Work to be completed: Return the data below word for word, leaving out the pictures.

Source records:
======

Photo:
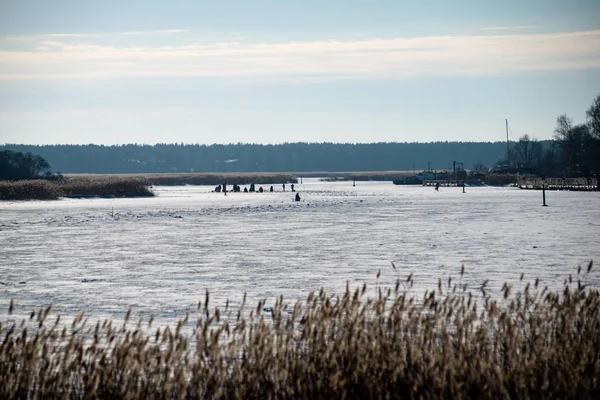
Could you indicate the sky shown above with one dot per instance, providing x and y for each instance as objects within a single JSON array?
[{"x": 274, "y": 71}]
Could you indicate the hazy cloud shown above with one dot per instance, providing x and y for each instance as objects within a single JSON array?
[
  {"x": 72, "y": 57},
  {"x": 512, "y": 28}
]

======

Exercise solution:
Photo:
Could you indicate the sky shown above with one dot per instance, providing x and y for each instance as objects within a single JSON array?
[{"x": 274, "y": 71}]
Could you indicate the hazy cloud shown above with one dot per instance, providing x and y for each instance as objects within a single JSON array?
[
  {"x": 72, "y": 57},
  {"x": 512, "y": 28}
]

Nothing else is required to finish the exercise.